# [Task objective]
The data below is to be set down exactly.
>>>
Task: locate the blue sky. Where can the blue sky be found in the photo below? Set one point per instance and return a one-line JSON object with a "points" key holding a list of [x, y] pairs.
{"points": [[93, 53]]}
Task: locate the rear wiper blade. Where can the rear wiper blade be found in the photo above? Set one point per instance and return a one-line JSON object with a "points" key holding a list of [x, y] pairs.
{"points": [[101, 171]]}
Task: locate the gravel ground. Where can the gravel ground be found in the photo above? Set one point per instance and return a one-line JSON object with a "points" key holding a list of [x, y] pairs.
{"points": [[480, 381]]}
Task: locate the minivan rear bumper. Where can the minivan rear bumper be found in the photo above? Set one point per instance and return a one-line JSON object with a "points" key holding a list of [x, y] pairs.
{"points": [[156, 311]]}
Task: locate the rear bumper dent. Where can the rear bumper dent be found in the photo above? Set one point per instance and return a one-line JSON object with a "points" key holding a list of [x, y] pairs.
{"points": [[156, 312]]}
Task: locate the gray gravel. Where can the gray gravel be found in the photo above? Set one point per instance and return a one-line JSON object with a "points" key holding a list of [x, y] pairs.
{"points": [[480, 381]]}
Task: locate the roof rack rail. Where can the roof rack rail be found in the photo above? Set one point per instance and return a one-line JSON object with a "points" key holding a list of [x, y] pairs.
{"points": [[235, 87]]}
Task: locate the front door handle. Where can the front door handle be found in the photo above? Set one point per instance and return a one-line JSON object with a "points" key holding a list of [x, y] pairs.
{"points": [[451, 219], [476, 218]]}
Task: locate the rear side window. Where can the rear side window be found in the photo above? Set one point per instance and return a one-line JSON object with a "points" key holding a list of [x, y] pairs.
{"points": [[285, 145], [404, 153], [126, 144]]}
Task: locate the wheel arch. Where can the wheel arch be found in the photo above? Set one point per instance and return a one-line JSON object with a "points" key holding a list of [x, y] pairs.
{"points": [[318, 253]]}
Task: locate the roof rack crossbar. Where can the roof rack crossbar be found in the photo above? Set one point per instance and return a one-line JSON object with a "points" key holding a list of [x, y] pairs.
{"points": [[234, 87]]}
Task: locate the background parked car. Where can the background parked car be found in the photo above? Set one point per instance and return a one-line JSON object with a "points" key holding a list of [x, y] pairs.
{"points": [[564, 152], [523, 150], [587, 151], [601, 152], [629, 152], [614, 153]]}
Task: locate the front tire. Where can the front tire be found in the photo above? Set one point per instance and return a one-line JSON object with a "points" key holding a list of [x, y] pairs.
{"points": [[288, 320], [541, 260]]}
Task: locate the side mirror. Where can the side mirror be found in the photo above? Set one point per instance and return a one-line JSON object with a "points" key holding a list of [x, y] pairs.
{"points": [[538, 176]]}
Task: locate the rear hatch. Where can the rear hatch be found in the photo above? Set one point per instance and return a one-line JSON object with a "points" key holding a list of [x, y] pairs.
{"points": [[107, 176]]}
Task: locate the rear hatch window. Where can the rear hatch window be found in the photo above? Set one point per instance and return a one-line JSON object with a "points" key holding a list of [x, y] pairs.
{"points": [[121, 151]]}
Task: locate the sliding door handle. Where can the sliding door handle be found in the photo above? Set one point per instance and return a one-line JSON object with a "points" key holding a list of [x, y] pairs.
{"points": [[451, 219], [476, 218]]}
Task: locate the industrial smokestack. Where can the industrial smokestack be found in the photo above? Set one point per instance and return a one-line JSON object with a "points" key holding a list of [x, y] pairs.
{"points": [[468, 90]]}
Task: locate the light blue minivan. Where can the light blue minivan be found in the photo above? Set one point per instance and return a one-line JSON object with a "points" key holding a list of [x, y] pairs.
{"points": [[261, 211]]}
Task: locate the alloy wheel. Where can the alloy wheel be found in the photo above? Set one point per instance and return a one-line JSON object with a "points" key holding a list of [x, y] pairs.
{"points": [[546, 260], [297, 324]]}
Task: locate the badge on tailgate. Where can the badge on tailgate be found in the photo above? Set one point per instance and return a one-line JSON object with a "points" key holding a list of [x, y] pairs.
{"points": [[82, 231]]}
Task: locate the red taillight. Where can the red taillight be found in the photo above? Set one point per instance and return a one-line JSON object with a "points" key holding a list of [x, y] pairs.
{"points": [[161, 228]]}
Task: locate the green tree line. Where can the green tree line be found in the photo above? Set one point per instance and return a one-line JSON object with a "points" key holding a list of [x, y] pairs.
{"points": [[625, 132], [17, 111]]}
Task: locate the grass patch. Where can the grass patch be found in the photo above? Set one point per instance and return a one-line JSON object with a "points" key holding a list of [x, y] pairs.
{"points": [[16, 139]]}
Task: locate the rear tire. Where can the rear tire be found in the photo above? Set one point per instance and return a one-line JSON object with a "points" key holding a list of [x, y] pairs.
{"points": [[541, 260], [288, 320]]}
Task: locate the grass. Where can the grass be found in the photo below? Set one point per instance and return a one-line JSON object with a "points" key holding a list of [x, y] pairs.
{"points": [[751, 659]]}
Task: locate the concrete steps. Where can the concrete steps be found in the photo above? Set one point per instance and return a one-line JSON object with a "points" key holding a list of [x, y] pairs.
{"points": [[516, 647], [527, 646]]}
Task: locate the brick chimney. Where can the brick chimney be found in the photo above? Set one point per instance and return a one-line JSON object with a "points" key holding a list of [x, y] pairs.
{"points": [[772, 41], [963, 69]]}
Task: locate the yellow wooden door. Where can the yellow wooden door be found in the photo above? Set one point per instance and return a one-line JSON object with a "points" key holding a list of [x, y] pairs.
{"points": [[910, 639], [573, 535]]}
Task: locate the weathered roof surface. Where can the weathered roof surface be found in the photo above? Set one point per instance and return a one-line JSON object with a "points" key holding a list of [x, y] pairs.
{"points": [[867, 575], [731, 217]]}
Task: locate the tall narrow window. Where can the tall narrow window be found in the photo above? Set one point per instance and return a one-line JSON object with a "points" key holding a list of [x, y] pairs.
<<<
# [Answer for this exercise]
Task: locate the blue sky. Where can the blue sky be found in the photo below? Set one point per instance and return a one-line JSON object with a "points" key holding a list of [x, y] pairs.
{"points": [[93, 53]]}
Task: locate the rear wiper blade. Where can the rear wiper blade be found in the photo above? Set one point per instance and return a one-line JSON object with a "points" key holding a list of [x, y] pairs.
{"points": [[101, 171]]}
Task: locate the gravel ground. Where can the gravel ground be found in the photo above? Set one point per instance and return a one-line JSON object with a "points" key holding a list of [x, y] pairs.
{"points": [[480, 381]]}
Task: locate the minivan rear bumper. Where can the minivan rear bumper be found in the photo above? Set one point per instance and return a one-line JSON object with a "points" key holding a list of [x, y] pairs.
{"points": [[156, 311]]}
Task: locate the rear bumper dent. Where can the rear bumper dent be found in the photo above? Set one point per instance and return a one-line JSON object with a "points" key holding a list of [x, y] pairs.
{"points": [[156, 312]]}
Task: locate the gray gravel. Where can the gray gravel be found in the photo above? Set one point per instance and return a one-line JSON object with a "points" key holding a list of [x, y] pairs.
{"points": [[480, 381]]}
Task: locate the roof rack rail. Where can the roof rack rail be found in the photo above? Set one point per instance and return a one-line JSON object with a "points" key holding a list of [x, y] pairs.
{"points": [[235, 87]]}
Task: locate the front door handle. Where can the front door handle be found in the photo above? Set one point per instance and return a one-line JSON object with a "points" key holding a list of [x, y] pairs.
{"points": [[451, 219], [476, 218]]}
Task: locate the rear side window. Where can the rear side window be found in the photo above? Set one point per instance and return a one-line JSON object with a "points" key holding a list of [x, y] pairs.
{"points": [[285, 145], [404, 153], [126, 144]]}
Task: locate the wheel arch. Where can the wheel arch be found in the photo above? Set one point per instance and return a one-line JSON object with a "points" key holding a list of [x, y] pairs.
{"points": [[318, 253]]}
Task: locate the roof rack crossbar. Where can the roof rack crossbar be found in the photo above? Set one point per instance and return a one-line JSON object with a "points" key holding a list of [x, y] pairs.
{"points": [[234, 87]]}
Task: locate the background parked car. Where can the background parked car be found in the photo above? Set one point per instance and return a one-line JSON object with a "points" key holding a list of [x, y] pairs.
{"points": [[564, 152], [523, 150], [587, 151], [601, 152], [629, 152], [614, 153]]}
Task: locate the front tire. Where can the front tire be found in the photo above? Set one point per instance and return a one-line JSON object with a "points" key holding a list of [x, y] pairs.
{"points": [[288, 320], [541, 260]]}
Task: locate the side mirror. Where can the side mirror be found in the photo above? Set one point per instance and return a one-line JSON object with a "points" key holding a list of [x, y] pairs.
{"points": [[538, 176]]}
Task: locate the rear hatch. Where can the rear hatch be found in the photo above? Set one point per instance and return a one-line JSON object with a "points" key holding a list of [x, y] pairs.
{"points": [[107, 176]]}
Task: locate the rear hatch window. Where can the rear hatch window be found in the photo above? Set one point per instance and return a one-line JSON object with a "points" key holding a list of [x, y] pairs.
{"points": [[121, 151]]}
Task: locate the sliding door handle. Where can the sliding door handle be found in the photo above? Set one point per instance and return a one-line JSON object with a "points" key holding a list of [x, y] pairs.
{"points": [[451, 219], [476, 218]]}
Task: locate the industrial smokestack. Where can the industrial smokestack be found in the photo above? Set one point per instance and return a one-line JSON object with a "points" key holding a list of [x, y] pairs.
{"points": [[468, 90]]}
Task: locate the light blue minivan. Where can the light blue minivan be found in the photo above? Set one point per instance and return a one-line JSON object with a "points" key holding a list of [x, y] pairs.
{"points": [[261, 211]]}
Task: locate the alloy wheel. Where can the alloy wheel be found in the photo above? Set one point per instance and return a one-line JSON object with a "points" key holding a list of [x, y] pairs.
{"points": [[546, 260], [297, 324]]}
Task: locate the badge on tailgate. Where can the badge on tailgate be found in the photo above? Set one point per instance and return a one-line JSON object with a "points" key holding a list of [x, y] pairs.
{"points": [[82, 231]]}
Task: locate the red taillight. Where can the red taillight be found in the photo above? Set one point per instance and return a one-line JSON object with a "points" key holding a list of [x, y] pairs.
{"points": [[161, 228]]}
Task: locate the green tree line. Where can the green tree line be found in the photo above? Set one point per instance and return a one-line JSON object with a "points" key holding a list of [x, y] pairs.
{"points": [[625, 132], [17, 111]]}
Task: locate the grass patch. Where can the grass patch be found in the photo above? Set one point per instance and return a one-line JSON object with a "points" key holding a list of [x, y] pairs.
{"points": [[16, 139]]}
Task: locate the rear tire. Where can the rear tire be found in the photo above? Set one point per instance and return a one-line JSON object with a "points" key holding a list of [x, y] pairs.
{"points": [[541, 260], [288, 320]]}
Task: locate the grass. Where can the grass be found in the photo below? Set one point per instance and return a one-line JSON object with a "points" key holding a list of [x, y] pairs.
{"points": [[751, 659]]}
Task: locate the concrete steps. Where can the concrete steps be found in the photo above? Set one point per instance and return a one-line JSON object with a "points" key holding a list of [x, y] pairs.
{"points": [[516, 647], [527, 646]]}
Task: locate the brick chimney. Where can the brick chimney be found in the photo above? Set one point per instance and return a one-line JSON object with a "points" key holding a list of [x, y] pairs.
{"points": [[772, 41], [963, 69]]}
Task: locate the yellow wooden door. Where can the yellow wooden door be found in the photo above? Set one point per instance and return a one-line JSON object with a "points" key holding a list of [x, y] pairs.
{"points": [[910, 639], [573, 535]]}
Task: locate the weathered roof surface. Where can the weathered roof surface be found in the photo above? Set one point per instance and return a one-line JSON object with a "points" key holding a list of [x, y] pairs.
{"points": [[867, 575], [731, 217]]}
Task: locate the tall narrow window. Where can the tall narrow window be found in the photo above? Set one point per instance and return a one-line JSON object with a "points" key holding a list of [x, y] pairs.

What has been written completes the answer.